Entries for coordinate annotation
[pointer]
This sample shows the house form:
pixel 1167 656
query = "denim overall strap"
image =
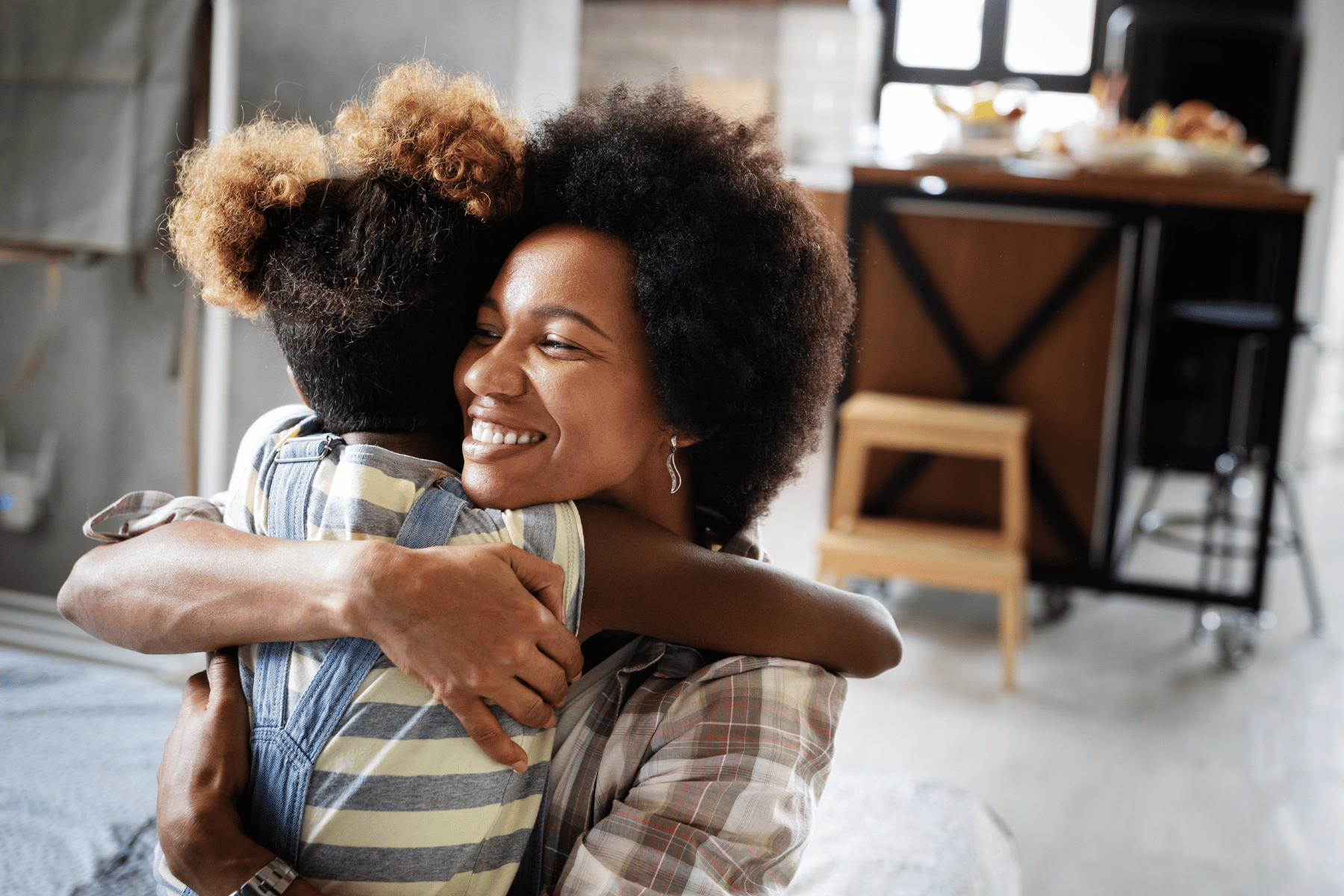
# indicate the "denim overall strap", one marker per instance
pixel 284 750
pixel 292 473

:: REQUIRED WORK ::
Print every line of the items above verbatim, leaving out the pictures.

:: ANSWER TO THIS PROBLEM ::
[pointer]
This sample shows the house form:
pixel 1167 656
query = "denim overall strap"
image =
# indicate the "denim overall strap", one marker per instance
pixel 284 750
pixel 292 473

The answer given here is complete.